TEXTE RETENU:
* * * * * * *
Des obstacles et des moyens

La dette publique externe des pays du Sud, se montant - hors Afrique du Sud, Brésil, Chine et Inde - à 1 350 milliards de dollars fait partie des obstacles à la généralisation d’une véritable protection sociale.

La hausse unilatérale des taux d’intérêts par la Réserve fédérale des États-Unis en 1979, qui a débouché sur la crise de la dette à partir de 1982 et l’imposition des plans d’ajustement structurel par les institutions financières internationales, a mis un frein pour plusieurs décennies au développement et l’extension de la protection sociale. Au Sud, celle-ci avait commencé dans les années 1930-1940 en Amérique latine et, après les indépendances, en Afrique et Asie bien que de manière totalement incomplète et inégale. Il ne s’est même pas agi d’un statu quo mais bien d’un véritable démantèlement de ce qui avait été mis en place précédemment.

Actuellement, à peine plus du quart (27 % exactement) de la population mondiale a accès à une protection sociale complète. Pour permettre l’accès de tous les êtres humains sur la planète à celle-ci, il faudrait selon le calcul de l’Organisation internationale du travail y consacrer 6 % du produit mondial brut [1] soit aux alentours de 4 500 milliards de dollars/an [2] en plus des sommes actuellement déjà dépensées.

À côté du service de la dette externe, qui représente environ 6-7 % (en y intégrant les remboursements de l’Afrique du Sud, du Brésil et de l’Inde) de ce montant, il faut mentionner la dette interne dont le service grève lourdement les budgets de nombreux pays à revenus intermédiaires comme le Brésil, la Colombie, le Mexique, le Maroc, la Tunisie, etc.

Comme on l’a toujours dit au CADTM, l’annulation de la dette des pays en développement (PED) représente un pas décisif mais non suffisant dans laconstruction d’un autre monde permettant la consécration universelle des droits humains fondamentaux et l’émancipation sociale. À côté de cela, bien d’autres moyens doivent être mobilisés pour la répartition de la richesse et de la justice sociale. La dette représentant avant tout un levier qui permet aux créanciers de prendre le contrôle sur les ressources des PED.

L’annulation de la dette représente un pas décisif mais non suffisant dans la construction d’un autre monde permettant la consécration universelle des droits humains fondamentaux et l’émancipation sociale

Les fuites de capitaux représentent, elles, une hémorragie de plus de 1 000 dollars par an pour les pays en développement [3]. On sait par ailleurs, d’après l’organisation Tax Justice Network (TJN), qu’il y aurait entre 21 000 et 30 000 milliards de dollars dans les paradis fiscaux. Étant donné les montants considérables en jeu qui devraient soit faire l’objet d’une taxation [4] soit d’une expropriation pure et simple, en tant que sanction qui pourrait être prise à l’encontre de toute personne ou toute entreprise délocalisant des fonds dans des paradis fiscaux pour échapper à leur imposition. Bien sûr, pour avancer vers un tel résultat cela supposerait que les États se dotent d’une législation interdisant de telles pratiques et prévoient des sanctions très élevées à l’encontre des contrevenants.
* * * * * * *
DÉTAIL DE LA TÂCHE: Indiquez, d'après le texte retenu, quelle part de la population mondiale a actuellement accès à une protection sociale complète.

Données enregistrées
* * * * * * *
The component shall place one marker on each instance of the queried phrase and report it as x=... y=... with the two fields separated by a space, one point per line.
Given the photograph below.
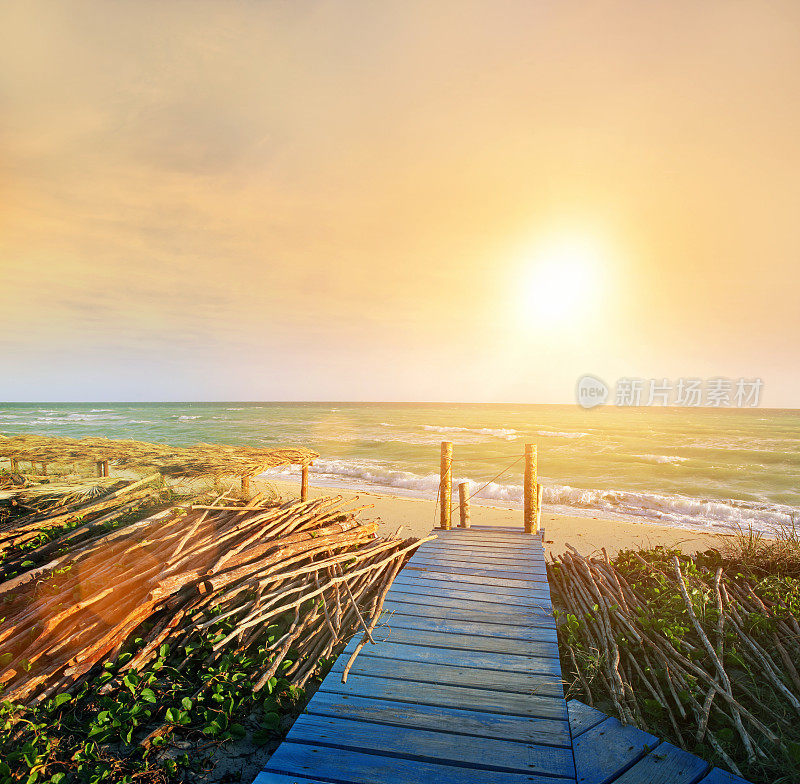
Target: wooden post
x=463 y=504
x=446 y=485
x=539 y=490
x=529 y=488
* * * * * * *
RÉPONSE: À peine plus du quart de la population mondiale, soit 27 % exactement.